The request: Which lines in the listing contain the string "facade"? Return every one of them in full, treating uppercase and lowercase letters as distinct.

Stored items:
-- start --

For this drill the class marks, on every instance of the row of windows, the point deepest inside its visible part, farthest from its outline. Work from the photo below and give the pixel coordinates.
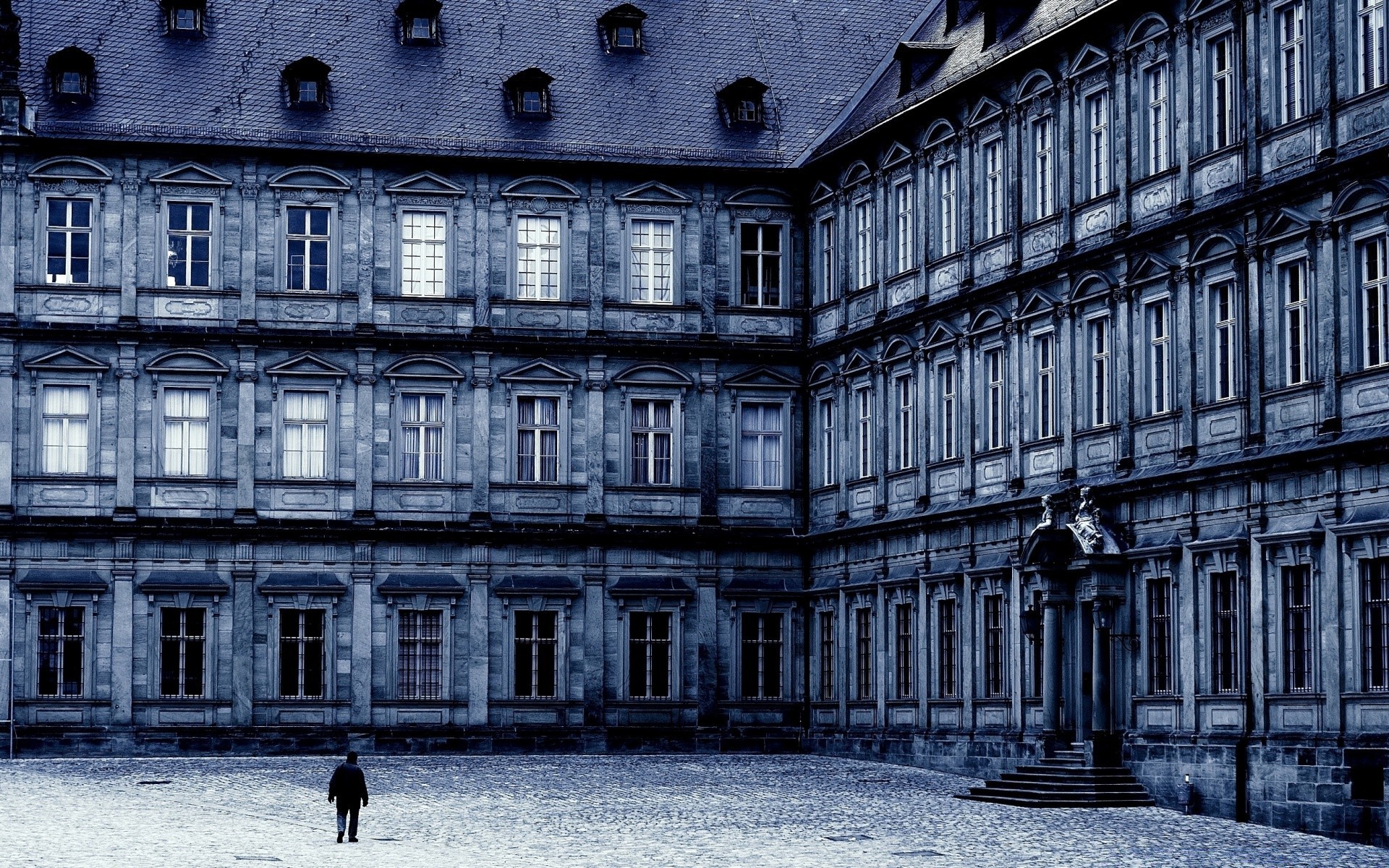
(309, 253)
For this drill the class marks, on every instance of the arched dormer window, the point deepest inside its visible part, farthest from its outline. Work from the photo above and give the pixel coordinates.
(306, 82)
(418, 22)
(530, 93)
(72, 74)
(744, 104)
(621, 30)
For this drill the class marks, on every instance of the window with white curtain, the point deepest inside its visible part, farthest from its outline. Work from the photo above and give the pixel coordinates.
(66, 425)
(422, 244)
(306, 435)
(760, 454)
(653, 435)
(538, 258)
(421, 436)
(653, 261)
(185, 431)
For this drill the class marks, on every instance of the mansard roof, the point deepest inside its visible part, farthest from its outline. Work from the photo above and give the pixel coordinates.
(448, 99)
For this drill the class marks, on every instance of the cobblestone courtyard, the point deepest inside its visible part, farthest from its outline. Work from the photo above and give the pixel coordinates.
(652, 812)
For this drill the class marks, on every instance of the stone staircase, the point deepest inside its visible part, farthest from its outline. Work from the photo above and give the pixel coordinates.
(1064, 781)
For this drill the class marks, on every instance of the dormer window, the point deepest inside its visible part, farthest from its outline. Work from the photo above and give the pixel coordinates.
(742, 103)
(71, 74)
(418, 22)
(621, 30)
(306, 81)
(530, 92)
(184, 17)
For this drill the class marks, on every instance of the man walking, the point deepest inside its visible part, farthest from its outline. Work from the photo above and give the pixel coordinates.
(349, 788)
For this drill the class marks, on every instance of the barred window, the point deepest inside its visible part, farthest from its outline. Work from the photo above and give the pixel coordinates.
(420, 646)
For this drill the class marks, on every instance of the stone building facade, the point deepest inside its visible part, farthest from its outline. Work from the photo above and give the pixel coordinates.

-- end --
-- start --

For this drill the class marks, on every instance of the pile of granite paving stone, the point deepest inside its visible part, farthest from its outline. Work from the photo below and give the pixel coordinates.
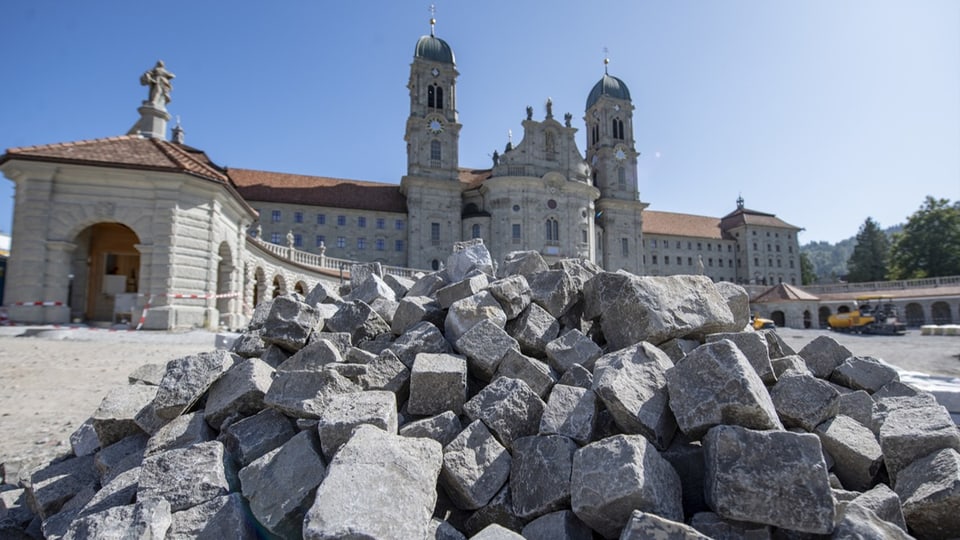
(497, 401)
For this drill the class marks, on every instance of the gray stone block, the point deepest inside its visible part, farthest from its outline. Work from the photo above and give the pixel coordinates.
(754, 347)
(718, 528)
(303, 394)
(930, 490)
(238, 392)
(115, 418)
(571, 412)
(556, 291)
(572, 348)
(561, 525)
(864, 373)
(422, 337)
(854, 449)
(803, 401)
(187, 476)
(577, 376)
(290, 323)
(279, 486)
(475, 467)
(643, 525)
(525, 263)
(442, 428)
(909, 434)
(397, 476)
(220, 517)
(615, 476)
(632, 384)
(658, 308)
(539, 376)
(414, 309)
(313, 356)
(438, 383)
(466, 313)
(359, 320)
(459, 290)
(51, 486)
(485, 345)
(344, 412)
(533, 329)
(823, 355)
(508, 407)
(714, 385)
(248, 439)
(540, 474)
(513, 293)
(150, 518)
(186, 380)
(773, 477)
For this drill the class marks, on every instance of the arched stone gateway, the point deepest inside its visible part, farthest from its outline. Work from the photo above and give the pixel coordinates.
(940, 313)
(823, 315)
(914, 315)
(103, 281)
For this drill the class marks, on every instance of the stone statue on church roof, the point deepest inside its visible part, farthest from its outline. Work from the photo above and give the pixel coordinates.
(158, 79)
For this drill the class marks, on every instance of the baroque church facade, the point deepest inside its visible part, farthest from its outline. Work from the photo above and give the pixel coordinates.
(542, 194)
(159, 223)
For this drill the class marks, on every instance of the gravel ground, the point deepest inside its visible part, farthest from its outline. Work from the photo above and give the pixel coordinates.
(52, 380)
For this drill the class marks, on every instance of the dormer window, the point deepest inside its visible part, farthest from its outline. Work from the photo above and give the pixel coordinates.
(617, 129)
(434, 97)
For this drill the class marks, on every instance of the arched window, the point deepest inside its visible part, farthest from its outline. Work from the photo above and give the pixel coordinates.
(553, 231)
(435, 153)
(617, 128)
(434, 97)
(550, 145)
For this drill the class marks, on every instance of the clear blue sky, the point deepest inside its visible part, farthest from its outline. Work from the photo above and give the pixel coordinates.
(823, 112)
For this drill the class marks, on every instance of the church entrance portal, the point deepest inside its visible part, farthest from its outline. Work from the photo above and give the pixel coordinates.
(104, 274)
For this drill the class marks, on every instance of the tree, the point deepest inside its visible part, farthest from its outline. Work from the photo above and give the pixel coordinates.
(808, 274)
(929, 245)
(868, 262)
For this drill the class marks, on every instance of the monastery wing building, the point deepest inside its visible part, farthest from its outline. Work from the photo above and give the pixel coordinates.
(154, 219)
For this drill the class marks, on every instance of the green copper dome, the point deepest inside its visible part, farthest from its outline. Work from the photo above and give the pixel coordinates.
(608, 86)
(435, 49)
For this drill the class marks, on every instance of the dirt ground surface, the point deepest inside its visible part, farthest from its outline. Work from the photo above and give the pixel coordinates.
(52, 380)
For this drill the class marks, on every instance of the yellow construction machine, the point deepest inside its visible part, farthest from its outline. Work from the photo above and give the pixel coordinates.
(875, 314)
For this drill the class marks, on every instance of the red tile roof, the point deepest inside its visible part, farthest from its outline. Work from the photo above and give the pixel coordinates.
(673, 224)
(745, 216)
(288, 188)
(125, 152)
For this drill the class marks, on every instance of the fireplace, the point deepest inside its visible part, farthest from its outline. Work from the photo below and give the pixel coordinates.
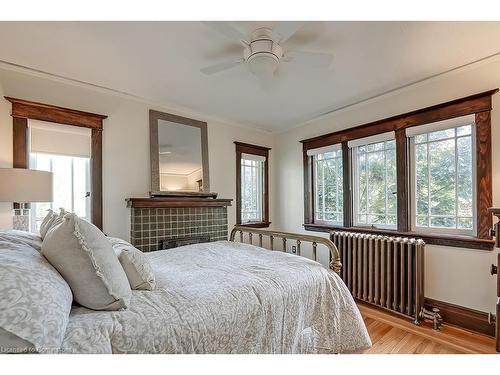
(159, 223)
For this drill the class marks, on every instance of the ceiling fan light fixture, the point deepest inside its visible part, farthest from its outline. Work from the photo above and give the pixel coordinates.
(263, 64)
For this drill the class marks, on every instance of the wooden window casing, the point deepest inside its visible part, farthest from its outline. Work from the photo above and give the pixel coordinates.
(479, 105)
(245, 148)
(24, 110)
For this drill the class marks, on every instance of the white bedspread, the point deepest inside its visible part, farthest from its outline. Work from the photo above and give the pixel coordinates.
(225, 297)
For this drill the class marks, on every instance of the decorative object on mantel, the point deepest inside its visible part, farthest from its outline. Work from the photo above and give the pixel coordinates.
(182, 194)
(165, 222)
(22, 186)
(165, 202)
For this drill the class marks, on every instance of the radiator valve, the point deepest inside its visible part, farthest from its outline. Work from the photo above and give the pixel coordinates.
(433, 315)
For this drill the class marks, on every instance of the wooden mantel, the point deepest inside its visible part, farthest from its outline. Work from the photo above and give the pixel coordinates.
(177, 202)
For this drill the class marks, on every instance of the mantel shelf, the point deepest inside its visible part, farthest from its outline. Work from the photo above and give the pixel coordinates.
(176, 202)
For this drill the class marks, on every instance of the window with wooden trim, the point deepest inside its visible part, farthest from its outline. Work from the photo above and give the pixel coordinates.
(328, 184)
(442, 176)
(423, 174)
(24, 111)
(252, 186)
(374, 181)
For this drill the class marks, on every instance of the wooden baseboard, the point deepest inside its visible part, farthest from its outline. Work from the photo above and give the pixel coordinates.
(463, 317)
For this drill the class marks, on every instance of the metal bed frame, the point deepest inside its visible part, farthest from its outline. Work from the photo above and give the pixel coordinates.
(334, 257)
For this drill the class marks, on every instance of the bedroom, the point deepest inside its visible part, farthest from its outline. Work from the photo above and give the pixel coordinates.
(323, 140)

-- end --

Right answer:
For this drill the class marks, on every instance of the stone building facade, the point deepest inside its visible part, farthest from its outline. Work from the photo above and give the pixel coordinates.
For this drill the class marks, on every instance of the baroque church facade, the point deepest inside its visible part, farthest from its outline. Work from the photo above and give the pixel coordinates.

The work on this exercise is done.